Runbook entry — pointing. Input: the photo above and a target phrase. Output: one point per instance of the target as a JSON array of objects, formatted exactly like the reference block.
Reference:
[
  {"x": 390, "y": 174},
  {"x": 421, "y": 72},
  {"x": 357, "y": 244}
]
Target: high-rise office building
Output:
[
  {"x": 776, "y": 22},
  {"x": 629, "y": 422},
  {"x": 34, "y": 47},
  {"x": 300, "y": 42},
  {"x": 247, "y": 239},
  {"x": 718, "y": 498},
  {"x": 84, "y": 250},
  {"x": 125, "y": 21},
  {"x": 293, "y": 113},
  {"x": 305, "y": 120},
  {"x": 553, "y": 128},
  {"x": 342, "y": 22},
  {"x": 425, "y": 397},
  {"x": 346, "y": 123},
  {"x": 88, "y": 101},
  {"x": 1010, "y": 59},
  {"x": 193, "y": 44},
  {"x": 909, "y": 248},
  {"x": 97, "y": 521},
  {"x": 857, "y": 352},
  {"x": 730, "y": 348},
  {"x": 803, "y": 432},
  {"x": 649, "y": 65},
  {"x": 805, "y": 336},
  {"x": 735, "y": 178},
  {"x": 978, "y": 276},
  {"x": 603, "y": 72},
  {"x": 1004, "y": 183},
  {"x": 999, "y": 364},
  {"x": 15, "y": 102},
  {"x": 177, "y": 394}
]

· · · · · · ·

Instructions to follow:
All of the data is to be transcribed exactly as written.

Result of this exercise:
Runbook entry — pointing. Input: the photo above and a target phrase. Output: one point per instance of the target as a JSON array of objects, formatted exactly like the reference block.
Reference:
[
  {"x": 390, "y": 174},
  {"x": 421, "y": 72},
  {"x": 357, "y": 244}
]
Target: high-rise office building
Output:
[
  {"x": 776, "y": 22},
  {"x": 629, "y": 422},
  {"x": 34, "y": 47},
  {"x": 300, "y": 42},
  {"x": 247, "y": 239},
  {"x": 718, "y": 498},
  {"x": 84, "y": 250},
  {"x": 125, "y": 21},
  {"x": 293, "y": 113},
  {"x": 305, "y": 120},
  {"x": 553, "y": 128},
  {"x": 342, "y": 22},
  {"x": 425, "y": 397},
  {"x": 346, "y": 123},
  {"x": 88, "y": 101},
  {"x": 1010, "y": 59},
  {"x": 193, "y": 44},
  {"x": 909, "y": 248},
  {"x": 97, "y": 521},
  {"x": 857, "y": 352},
  {"x": 730, "y": 348},
  {"x": 803, "y": 432},
  {"x": 649, "y": 65},
  {"x": 805, "y": 336},
  {"x": 735, "y": 178},
  {"x": 978, "y": 276},
  {"x": 603, "y": 72},
  {"x": 1004, "y": 183},
  {"x": 999, "y": 364},
  {"x": 15, "y": 102},
  {"x": 177, "y": 394}
]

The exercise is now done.